According to the text on data scientists, by how much does IBM's report predict demand for data science skills in the US will grow by 2020?

··· TEXT SHOWN ···

The term “data scientist” has only been around for a few years: Apparently, it was coined in 2008 by either D.J. Patil or Jeff Hammerbacher - the then respective leads of data and analytics at LinkedIn and Facebook. Since then, data scientists have swiftly won in influence.
Only four years later, the Harvard Business Review called data science the sexiest job of the 21st century. A recent report by IBM (The Quant Crunch) now predicts that the demand of data science skills in the US will grow by 28% by 2020.
But despite the growing need for data scientists, there is no direct path to follow to become one. It is also not that easy to understand what exactly they do in different companies. What is the difference between business intelligence, data analysis and data science, for example? What is the unique contribution of a data science team in a company? What do companies look for when hiring data scientists?
To answer these questions, we talked to Jaco du Toit - an accidental data scientist who was introduced to machine learning while pursuing his Master’s Degree in Computer Science. Earlier this year, he joined Curately as Lead Data Scientist and is also busy with a PhD focused on Probabilistic Graphical Models.
In addition, data scientists from takealot.com (Luyolo Magangane and Michel Halmes), Zoona (Morne van der Westhuizen) and JUMO (Paul Kotze and Liam Furman) contributed to this article by giving an in-depth explanation of the work they do at these companies.
The need for data scientists
A data scientist’s role falls somewhere between that of a developer and that of a statistician. A definition by Josh Wills, Director of Data Engineering at Slack, encapsulates this and has become well-known. He describes a data scientist as a “person who is better at statistics than any software engineer and better at software engineering than any statistician”.
Information is becoming available in volumes and varieties like never before, giving rise to a competitive landscape: Business success is going to be largely dependent on how companies are going to be able to turn data into insights and actually take action on it. This is where data scientists come in: They have the skills to bring structure to large quantities of unstructured data which makes deep analysis possible. This helps decision makers to have open ended discussions about the data at their disposal.
Data scientists are often required to create user facing products from data and integrate it with existing platforms. “In such cases, it will either be self-developed, handed over to developers, or jointly built with a developer,” Jaco says.
Skills and background to become a data scientists
Despite the clear need for data scientists, becoming one is not straightforward: “Apart from short courses presented by a few companies and universities in South Africa, there is not one clear qualification path that will enable you to become a data scientist,” Jaco du Toit explains. (The good news is that Stellenbosch University is said to be working on a degree program.)
Despite these constraints, potential data scientists can be found in a variety of disciplines with a strong data and computational focus: computer science, actuarial sciences, engineering, statistical sciences, mathematics and applied mathematics, operations research, astronomy and quantum physics.
“An advanced degree in a quantitative field is an advantage and a minimum requirement for many well known international companies hiring data scientists,” Jaco states.
According to him, data scientists can either have a wide range of generic skills or a more specialised skill set - in certain algorithms or tools, for example. A data scientist can also become an industry specific expert, which means they would have experience with certain types of data sets.

··· DATA EXCERPTS ···

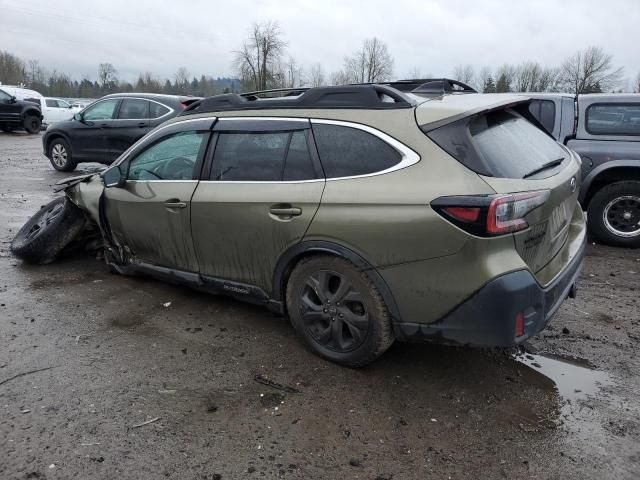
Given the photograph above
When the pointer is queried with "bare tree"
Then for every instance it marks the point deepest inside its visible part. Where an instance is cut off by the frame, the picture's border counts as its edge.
(372, 63)
(182, 80)
(259, 55)
(590, 70)
(107, 75)
(465, 74)
(316, 75)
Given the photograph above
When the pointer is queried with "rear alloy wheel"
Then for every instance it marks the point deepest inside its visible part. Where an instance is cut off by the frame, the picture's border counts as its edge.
(60, 155)
(32, 124)
(338, 311)
(48, 232)
(614, 214)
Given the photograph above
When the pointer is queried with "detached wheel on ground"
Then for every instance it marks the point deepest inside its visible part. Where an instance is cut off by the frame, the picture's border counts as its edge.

···

• _FULL OUTPUT_
By 28%.